━━ INPUT RECORDS ━━
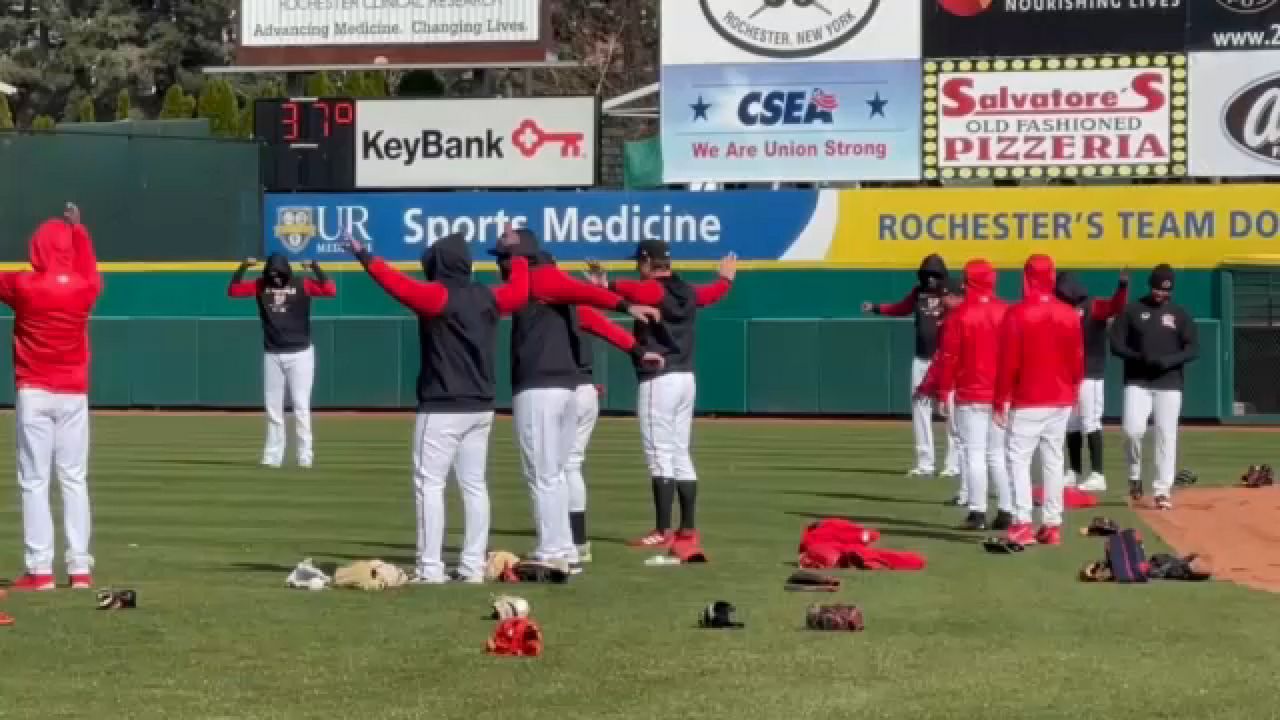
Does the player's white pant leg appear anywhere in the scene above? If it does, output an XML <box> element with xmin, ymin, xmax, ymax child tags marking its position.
<box><xmin>262</xmin><ymin>352</ymin><xmax>285</xmax><ymax>465</ymax></box>
<box><xmin>636</xmin><ymin>374</ymin><xmax>676</xmax><ymax>478</ymax></box>
<box><xmin>1006</xmin><ymin>409</ymin><xmax>1046</xmax><ymax>524</ymax></box>
<box><xmin>512</xmin><ymin>388</ymin><xmax>577</xmax><ymax>560</ymax></box>
<box><xmin>952</xmin><ymin>405</ymin><xmax>991</xmax><ymax>512</ymax></box>
<box><xmin>1151</xmin><ymin>389</ymin><xmax>1183</xmax><ymax>497</ymax></box>
<box><xmin>280</xmin><ymin>347</ymin><xmax>316</xmax><ymax>466</ymax></box>
<box><xmin>987</xmin><ymin>412</ymin><xmax>1014</xmax><ymax>515</ymax></box>
<box><xmin>911</xmin><ymin>357</ymin><xmax>934</xmax><ymax>473</ymax></box>
<box><xmin>15</xmin><ymin>389</ymin><xmax>56</xmax><ymax>575</ymax></box>
<box><xmin>54</xmin><ymin>395</ymin><xmax>93</xmax><ymax>575</ymax></box>
<box><xmin>564</xmin><ymin>384</ymin><xmax>600</xmax><ymax>512</ymax></box>
<box><xmin>1076</xmin><ymin>378</ymin><xmax>1106</xmax><ymax>434</ymax></box>
<box><xmin>453</xmin><ymin>413</ymin><xmax>493</xmax><ymax>578</ymax></box>
<box><xmin>668</xmin><ymin>373</ymin><xmax>698</xmax><ymax>483</ymax></box>
<box><xmin>413</xmin><ymin>413</ymin><xmax>468</xmax><ymax>582</ymax></box>
<box><xmin>1039</xmin><ymin>407</ymin><xmax>1071</xmax><ymax>527</ymax></box>
<box><xmin>1121</xmin><ymin>386</ymin><xmax>1155</xmax><ymax>482</ymax></box>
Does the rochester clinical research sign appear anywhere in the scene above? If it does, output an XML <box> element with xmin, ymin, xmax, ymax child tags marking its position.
<box><xmin>239</xmin><ymin>0</ymin><xmax>541</xmax><ymax>47</ymax></box>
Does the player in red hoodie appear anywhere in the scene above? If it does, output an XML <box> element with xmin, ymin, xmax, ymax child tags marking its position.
<box><xmin>0</xmin><ymin>204</ymin><xmax>102</xmax><ymax>591</ymax></box>
<box><xmin>995</xmin><ymin>255</ymin><xmax>1084</xmax><ymax>544</ymax></box>
<box><xmin>934</xmin><ymin>259</ymin><xmax>1014</xmax><ymax>530</ymax></box>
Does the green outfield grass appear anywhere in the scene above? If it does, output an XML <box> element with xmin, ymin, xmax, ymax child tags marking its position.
<box><xmin>0</xmin><ymin>415</ymin><xmax>1280</xmax><ymax>720</ymax></box>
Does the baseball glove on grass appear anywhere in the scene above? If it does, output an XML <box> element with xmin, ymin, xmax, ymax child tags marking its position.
<box><xmin>805</xmin><ymin>605</ymin><xmax>865</xmax><ymax>633</ymax></box>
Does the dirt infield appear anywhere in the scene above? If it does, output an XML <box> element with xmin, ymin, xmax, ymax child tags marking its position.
<box><xmin>1138</xmin><ymin>487</ymin><xmax>1280</xmax><ymax>592</ymax></box>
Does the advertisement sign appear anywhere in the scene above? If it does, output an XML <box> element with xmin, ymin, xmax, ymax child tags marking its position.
<box><xmin>660</xmin><ymin>0</ymin><xmax>920</xmax><ymax>65</ymax></box>
<box><xmin>1187</xmin><ymin>0</ymin><xmax>1280</xmax><ymax>50</ymax></box>
<box><xmin>262</xmin><ymin>191</ymin><xmax>836</xmax><ymax>261</ymax></box>
<box><xmin>662</xmin><ymin>60</ymin><xmax>920</xmax><ymax>183</ymax></box>
<box><xmin>356</xmin><ymin>97</ymin><xmax>596</xmax><ymax>188</ymax></box>
<box><xmin>264</xmin><ymin>184</ymin><xmax>1280</xmax><ymax>270</ymax></box>
<box><xmin>1190</xmin><ymin>50</ymin><xmax>1280</xmax><ymax>177</ymax></box>
<box><xmin>921</xmin><ymin>0</ymin><xmax>1187</xmax><ymax>58</ymax></box>
<box><xmin>924</xmin><ymin>55</ymin><xmax>1188</xmax><ymax>178</ymax></box>
<box><xmin>239</xmin><ymin>0</ymin><xmax>541</xmax><ymax>47</ymax></box>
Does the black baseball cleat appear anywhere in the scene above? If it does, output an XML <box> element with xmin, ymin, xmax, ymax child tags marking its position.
<box><xmin>1129</xmin><ymin>480</ymin><xmax>1142</xmax><ymax>502</ymax></box>
<box><xmin>960</xmin><ymin>512</ymin><xmax>987</xmax><ymax>530</ymax></box>
<box><xmin>991</xmin><ymin>510</ymin><xmax>1014</xmax><ymax>530</ymax></box>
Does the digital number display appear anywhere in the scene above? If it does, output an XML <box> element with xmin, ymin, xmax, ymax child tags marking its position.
<box><xmin>253</xmin><ymin>97</ymin><xmax>356</xmax><ymax>192</ymax></box>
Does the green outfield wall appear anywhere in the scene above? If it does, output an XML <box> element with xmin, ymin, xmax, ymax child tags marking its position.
<box><xmin>0</xmin><ymin>270</ymin><xmax>1229</xmax><ymax>419</ymax></box>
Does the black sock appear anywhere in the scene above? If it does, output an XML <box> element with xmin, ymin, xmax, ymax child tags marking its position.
<box><xmin>653</xmin><ymin>478</ymin><xmax>676</xmax><ymax>533</ymax></box>
<box><xmin>676</xmin><ymin>480</ymin><xmax>698</xmax><ymax>530</ymax></box>
<box><xmin>1066</xmin><ymin>433</ymin><xmax>1084</xmax><ymax>475</ymax></box>
<box><xmin>1089</xmin><ymin>430</ymin><xmax>1102</xmax><ymax>474</ymax></box>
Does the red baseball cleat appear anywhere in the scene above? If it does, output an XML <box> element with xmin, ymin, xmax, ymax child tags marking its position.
<box><xmin>1036</xmin><ymin>525</ymin><xmax>1062</xmax><ymax>544</ymax></box>
<box><xmin>9</xmin><ymin>573</ymin><xmax>56</xmax><ymax>592</ymax></box>
<box><xmin>627</xmin><ymin>530</ymin><xmax>676</xmax><ymax>550</ymax></box>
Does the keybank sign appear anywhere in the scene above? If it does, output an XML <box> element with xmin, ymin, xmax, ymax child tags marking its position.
<box><xmin>262</xmin><ymin>191</ymin><xmax>817</xmax><ymax>261</ymax></box>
━━━
» WHAT YOU HAVE TO DO: Please count how many lines of the listing above contain the string "player", with case counting, and give only that number.

» ANSWER FOR THIS EXERCISE: 2